The tasks
1) In the forum post on professional status, what do both business models have in common if they succeed?
2) Condense the paragraph of the forum post on professional status that begins "Not much to add there" into a short bulleted list that keeps its main points.
3) Extend the forum post on professional status with a few sentences that follow on from its final line.

Text segment
········

No time to worry about "status" Nov 13, 2009

mediamatrix wrote:
Professional status is not - indeed, cannot possibly be - conferred by any university degree. It is attained by hard work and the consistent delivery of top-quality products to worthwhile clients... those of us who already find our professional status perfectly satisfactory on an individual basis will continue to wonder why there are so many moaners here.


The Misha added:
What we did instead was study the craft and try to do the best job we possibly could. It's about professional ethics, really, and if you ask me, it's not all that complicated.


Not much to add there. Our situations are indeed so diverse, and in some cases complex, that it is far more productive to look at an individual situation and how it can be improved. I would approach this profession a bit differently if I were a Bulgarian to German translator. I deal with my realities (easy ones for the most part), others with theirs. Or how much detailed use can a high-end catering service get from the business plan for the local Greasy Burger fast food joint? Both models may work fine in their respective situations, but they are different. What the have in common if they succeed is hard work, perception and flexibility.

········

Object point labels
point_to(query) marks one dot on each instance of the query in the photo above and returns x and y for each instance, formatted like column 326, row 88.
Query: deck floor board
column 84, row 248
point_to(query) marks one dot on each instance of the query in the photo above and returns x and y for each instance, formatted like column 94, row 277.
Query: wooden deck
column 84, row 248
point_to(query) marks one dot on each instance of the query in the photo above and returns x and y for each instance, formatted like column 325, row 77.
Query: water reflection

········

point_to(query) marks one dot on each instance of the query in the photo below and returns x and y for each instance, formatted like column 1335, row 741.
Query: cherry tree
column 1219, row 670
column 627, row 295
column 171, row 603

········

Results for each task
1) Hard work, perception and flexibility.

2)
- Translators' situations are diverse and sometimes complex, so it is more productive to look at an individual situation and how to improve it.
- A Bulgarian-to-German translator would approach the profession differently; each person deals with their own realities.
- A high-end catering service gets little from a fast food joint's business plan: both models may work, but they are different.
- What successful models share is hard work, perception and flexibility.

3)
*****

Edited to add:

What we must not forget is also the general trend for professions practised by many women to be devalued. The reasons for this have been discussed many times in many places, but from my own experience and private conversations with super female translators I know, it's clear that the problem has only a little to do with the clientele. Like in other career fields, women's earnings and status lag because they accept situations which a man would not. I find this deeply distressing, because I have watched the effect of this for decades on the generation before me, my generation and my daughter's generation. Until there are major changes in attitude, there won't be much improvement of the averages. Much better to focus on one person, today, where something might actually be achieved.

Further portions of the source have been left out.